>>

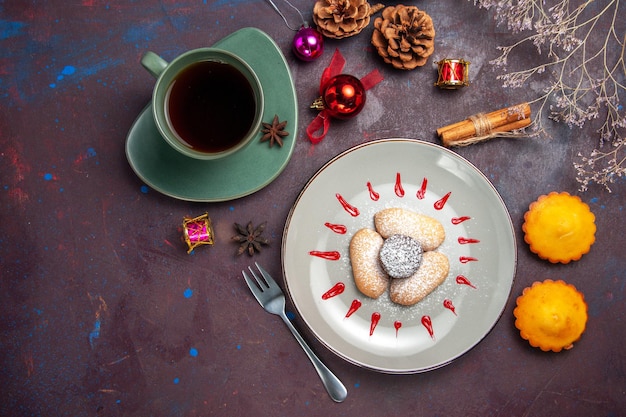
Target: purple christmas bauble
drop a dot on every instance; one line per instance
(308, 44)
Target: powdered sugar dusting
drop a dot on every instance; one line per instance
(430, 275)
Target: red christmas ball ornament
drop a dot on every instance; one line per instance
(344, 96)
(308, 44)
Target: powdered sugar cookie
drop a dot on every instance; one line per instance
(429, 232)
(431, 273)
(369, 276)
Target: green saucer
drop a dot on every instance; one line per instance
(235, 176)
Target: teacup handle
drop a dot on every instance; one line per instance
(153, 63)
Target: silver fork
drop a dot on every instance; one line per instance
(271, 297)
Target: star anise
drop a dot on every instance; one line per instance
(274, 132)
(249, 238)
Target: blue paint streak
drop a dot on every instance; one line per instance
(10, 29)
(95, 333)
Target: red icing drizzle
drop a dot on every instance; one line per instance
(397, 325)
(374, 323)
(334, 291)
(373, 194)
(466, 259)
(459, 220)
(428, 324)
(442, 201)
(353, 211)
(398, 188)
(337, 228)
(466, 240)
(421, 193)
(356, 304)
(464, 281)
(330, 255)
(448, 304)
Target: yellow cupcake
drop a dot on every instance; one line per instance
(559, 227)
(551, 315)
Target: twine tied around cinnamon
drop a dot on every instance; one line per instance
(484, 126)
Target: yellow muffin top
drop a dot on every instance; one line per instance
(551, 315)
(559, 227)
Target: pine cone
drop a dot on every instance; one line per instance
(341, 18)
(404, 36)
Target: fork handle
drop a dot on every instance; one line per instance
(333, 385)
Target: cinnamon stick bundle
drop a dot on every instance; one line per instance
(483, 126)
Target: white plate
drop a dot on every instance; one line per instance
(488, 264)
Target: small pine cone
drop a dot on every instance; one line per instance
(339, 19)
(404, 36)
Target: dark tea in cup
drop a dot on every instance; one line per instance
(210, 106)
(207, 103)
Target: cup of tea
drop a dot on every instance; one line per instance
(207, 103)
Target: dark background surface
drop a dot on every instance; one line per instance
(94, 320)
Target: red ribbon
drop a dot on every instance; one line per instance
(322, 121)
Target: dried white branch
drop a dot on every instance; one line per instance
(585, 58)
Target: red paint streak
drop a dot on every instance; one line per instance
(353, 211)
(330, 255)
(337, 228)
(459, 220)
(442, 202)
(421, 193)
(356, 304)
(448, 304)
(373, 194)
(397, 325)
(464, 281)
(428, 324)
(398, 187)
(374, 322)
(334, 291)
(466, 240)
(466, 259)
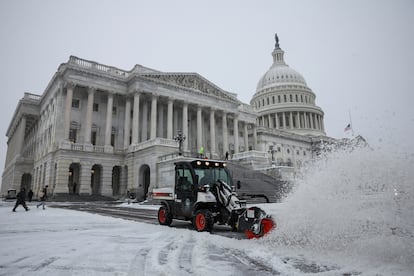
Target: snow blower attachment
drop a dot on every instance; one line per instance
(203, 195)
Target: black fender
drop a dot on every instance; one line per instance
(168, 205)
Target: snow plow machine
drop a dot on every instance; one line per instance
(203, 194)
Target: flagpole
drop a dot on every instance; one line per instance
(350, 121)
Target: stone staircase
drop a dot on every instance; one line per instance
(79, 198)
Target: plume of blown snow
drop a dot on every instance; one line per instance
(356, 200)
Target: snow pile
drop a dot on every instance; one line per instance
(355, 202)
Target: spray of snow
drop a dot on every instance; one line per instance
(355, 202)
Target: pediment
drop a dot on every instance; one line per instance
(192, 81)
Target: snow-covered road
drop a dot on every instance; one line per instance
(351, 214)
(65, 242)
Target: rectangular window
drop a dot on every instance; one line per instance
(75, 103)
(72, 135)
(93, 138)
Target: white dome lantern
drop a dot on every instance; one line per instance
(284, 101)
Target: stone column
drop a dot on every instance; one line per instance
(144, 129)
(236, 134)
(153, 133)
(20, 136)
(297, 120)
(322, 125)
(85, 187)
(270, 121)
(254, 137)
(185, 126)
(277, 120)
(127, 123)
(199, 128)
(88, 121)
(212, 132)
(108, 125)
(246, 137)
(170, 119)
(160, 121)
(305, 117)
(135, 119)
(68, 108)
(225, 134)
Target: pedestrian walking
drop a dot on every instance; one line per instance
(30, 195)
(21, 200)
(43, 198)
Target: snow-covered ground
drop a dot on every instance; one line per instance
(350, 214)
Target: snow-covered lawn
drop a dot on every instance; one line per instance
(65, 242)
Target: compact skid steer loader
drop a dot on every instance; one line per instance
(203, 194)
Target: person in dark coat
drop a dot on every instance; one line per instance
(30, 195)
(21, 200)
(43, 198)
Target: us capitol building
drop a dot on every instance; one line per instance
(101, 130)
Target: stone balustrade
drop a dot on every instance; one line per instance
(99, 67)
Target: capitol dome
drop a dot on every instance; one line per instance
(283, 100)
(279, 73)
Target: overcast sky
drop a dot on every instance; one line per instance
(357, 56)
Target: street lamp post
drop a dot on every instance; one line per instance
(180, 139)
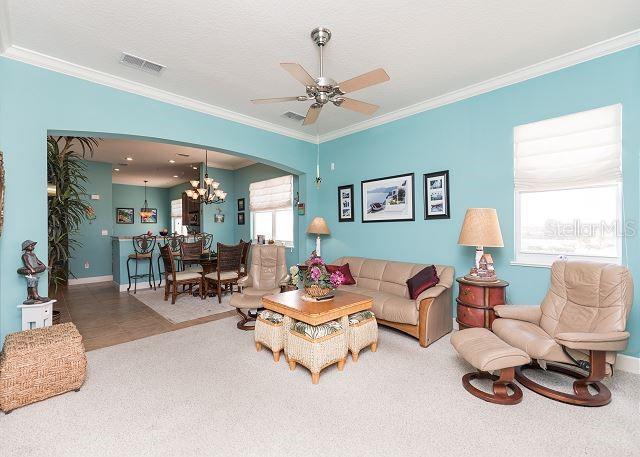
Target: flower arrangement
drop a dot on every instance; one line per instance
(317, 281)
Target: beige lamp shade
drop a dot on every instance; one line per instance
(481, 228)
(318, 227)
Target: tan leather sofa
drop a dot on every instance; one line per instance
(427, 318)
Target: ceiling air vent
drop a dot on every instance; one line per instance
(293, 116)
(141, 64)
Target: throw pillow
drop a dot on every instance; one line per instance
(346, 272)
(425, 278)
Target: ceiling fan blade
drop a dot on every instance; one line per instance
(360, 82)
(312, 114)
(274, 100)
(298, 72)
(358, 106)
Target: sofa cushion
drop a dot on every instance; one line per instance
(421, 281)
(346, 272)
(389, 307)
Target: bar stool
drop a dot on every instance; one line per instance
(143, 251)
(175, 243)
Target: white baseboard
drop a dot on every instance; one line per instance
(106, 278)
(624, 362)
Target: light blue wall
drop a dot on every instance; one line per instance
(474, 140)
(35, 101)
(94, 247)
(125, 196)
(254, 173)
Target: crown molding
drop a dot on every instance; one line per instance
(78, 71)
(569, 59)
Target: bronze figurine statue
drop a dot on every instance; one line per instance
(32, 268)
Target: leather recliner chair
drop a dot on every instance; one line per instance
(581, 322)
(267, 271)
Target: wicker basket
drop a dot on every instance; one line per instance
(315, 354)
(269, 334)
(316, 291)
(40, 363)
(361, 335)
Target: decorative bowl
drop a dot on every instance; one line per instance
(316, 291)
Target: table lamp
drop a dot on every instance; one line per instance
(481, 228)
(318, 227)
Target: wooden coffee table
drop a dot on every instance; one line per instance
(316, 312)
(316, 354)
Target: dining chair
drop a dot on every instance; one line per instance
(143, 246)
(191, 253)
(174, 241)
(174, 278)
(227, 270)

<<

> Instructions for the task
When copying the entries, drop the images and keep every line exact.

> Result of the task
Target: purple christmas bauble
drop a dot on every instance; one line per instance
(308, 44)
Target: powdered sugar dusting
drop a dot on every instance; one line per instance
(430, 275)
Target: red christmas ball ornament
drop a dot on every instance; one line per instance
(344, 96)
(308, 44)
Target: powdered sugar cookie
drop a dot on every instance; one line per instance
(429, 232)
(431, 273)
(369, 276)
Target: green saucer
drop a dot on every instance; one line per instance
(235, 176)
Target: teacup handle
drop a dot on every instance; one line per instance
(153, 63)
Target: silver fork
drop a dot on every instance; one line per instance
(271, 297)
Target: star anise
drop a dot on every instance; one line per instance
(274, 132)
(249, 238)
Target: blue paint streak
drop a dot on every instance; one line per instance
(10, 29)
(95, 333)
Target: red icing drizzle
drop a dot on every instance; one line per instance
(397, 325)
(374, 323)
(334, 291)
(373, 194)
(466, 259)
(459, 220)
(428, 324)
(442, 201)
(353, 211)
(398, 188)
(337, 228)
(466, 240)
(421, 193)
(356, 304)
(464, 281)
(330, 255)
(448, 304)
Target: yellow cupcake
drop a dot on every instance; one line per instance
(559, 227)
(551, 315)
Target: twine tied around cinnamon
drop a dot on every instance; one line per instance
(484, 126)
Target: yellow muffin top
drop a dot on every instance; one line per instance
(551, 315)
(559, 227)
Target: pine cone
drop a dot on every instance; one line per instance
(341, 18)
(404, 36)
Target: fork handle
drop a dot on every instance; one line per instance
(333, 385)
Target: cinnamon stick bundle
drop a dot on every instance; one line per instance
(483, 126)
Target: white plate
drop a dot on every instance; one line per instance
(488, 264)
Target: small pine cone
drop a dot on every instance; one line per instance
(339, 19)
(404, 36)
Target: dark tea in cup
drop a dot on every instance; one line per instance
(210, 106)
(207, 103)
Target: cup of tea
drop a dot on every instance; one line per instance
(207, 103)
Target: dark background surface
drop a dot on every instance; one line per instance
(94, 320)
Target: red ribbon
drop a dot on every instance; one line per instance
(322, 121)
Target: dried white branch
drop a dot on every instance; one line per instance
(585, 58)
Target: red paint streak
drop a dot on every instance; one line per instance
(353, 211)
(330, 255)
(337, 228)
(459, 220)
(442, 202)
(421, 193)
(356, 304)
(448, 304)
(373, 194)
(397, 325)
(464, 281)
(428, 324)
(398, 187)
(374, 322)
(334, 291)
(466, 240)
(466, 259)
Target: snow blower attachment
drop a dot on every instance; one line per instance
(203, 195)
Target: black fender
drop a dot on every instance; one line per instance
(168, 205)
Target: snow plow machine
drop a dot on every instance; one line per instance
(203, 194)
Target: flagpole
drop a dot on every instance; one line per instance
(350, 121)
Target: stone staircase
drop a dot on every instance; one line per instance
(79, 198)
Target: plume of blown snow
drop a dot on every instance; one line per instance
(356, 200)
Target: snow pile
drop a dot on every instance; one line per instance
(355, 202)
Target: spray of snow
drop a dot on every instance; one line per instance
(355, 202)
Target: pediment
drop a dot on every instance; one line per instance
(192, 81)
Target: snow-covered road
drop a dot on every instance; one line per instance
(351, 214)
(65, 242)
Target: rectangular window
drop a dot on every instance; one line per instance
(75, 103)
(72, 135)
(93, 138)
Target: white dome lantern
drop a dot on every instance; one line per instance
(284, 101)
Target: stone column
drop a dot on every instance; one line per instance
(144, 129)
(236, 134)
(153, 133)
(20, 136)
(297, 120)
(322, 125)
(85, 187)
(270, 121)
(254, 137)
(185, 126)
(277, 120)
(127, 123)
(199, 128)
(88, 121)
(212, 132)
(108, 125)
(246, 137)
(170, 119)
(160, 121)
(305, 117)
(135, 119)
(68, 108)
(225, 134)
Target: pedestrian walking
drop a dot on every instance; one line per instance
(30, 195)
(21, 200)
(43, 198)
Target: snow-covered ground
drop a dot on every instance; one line per instance
(350, 214)
Target: snow-covered lawn
drop a dot on every instance; one line per instance
(65, 242)
Target: compact skid steer loader
drop a dot on every instance; one line per instance
(203, 194)
Target: person in dark coat
drop a dot on every instance; one line per instance
(30, 195)
(21, 200)
(43, 198)
Target: us capitol building
drop a dot on every instance; one line per instance
(101, 130)
Target: stone balustrade
drop a dot on every instance; one line per instance
(99, 67)
Target: capitol dome
drop a dot on every instance; one line per instance
(283, 100)
(279, 73)
Target: overcast sky
drop a dot on every instance; one line per instance
(357, 56)
Target: street lamp post
drop a dot on every instance; one line per instance
(180, 139)
Target: flower arrangement
drop a dot on every instance; one line per instance
(317, 281)
Target: beige lamp shade
drop a dot on every instance; one line per instance
(481, 228)
(318, 227)
Target: tan leather sofa
drop a dot on every instance; one line per instance
(427, 318)
Target: ceiling air vent
drop a dot on every instance; one line per instance
(293, 116)
(141, 64)
Target: throw pillow
drop a dot on every instance; one line per instance
(346, 272)
(425, 278)
Target: ceiling fan blade
drop a dot on every instance; one line per instance
(360, 82)
(312, 114)
(274, 100)
(298, 72)
(358, 106)
Target: sofa cushion
drop a dot on every instance; one line per instance
(421, 281)
(346, 272)
(389, 307)
Target: bar stool
drop a dot on every instance; one line per instance
(143, 251)
(175, 243)
Target: white baseboard
drop a dot on every instance; one line per instance
(106, 278)
(624, 362)
Target: light blue wall
drop a dot on every instance; one line per instance
(474, 140)
(35, 101)
(94, 247)
(125, 196)
(254, 173)
Target: crown molding
drop a dot on every instance; one line per instance
(78, 71)
(569, 59)
Target: bronze figurine statue
drop a dot on every instance; one line per instance
(32, 268)
Target: leather recliner chair
drop a dot on every instance; one line per instance
(581, 322)
(267, 271)
Target: wicker basket
drop a dot on every instance; one line per instance
(315, 354)
(269, 334)
(316, 291)
(40, 363)
(361, 335)
Target: decorative bowl
drop a dot on every instance; one line per instance
(316, 291)
Target: table lamp
drop a dot on every instance; one line per instance
(481, 228)
(318, 227)
Target: wooden coffee table
drop a dot on every instance; one line per instance
(316, 312)
(316, 354)
Target: dining chair
drop a dot on every instance; one line per instance
(143, 246)
(191, 253)
(174, 241)
(174, 278)
(227, 270)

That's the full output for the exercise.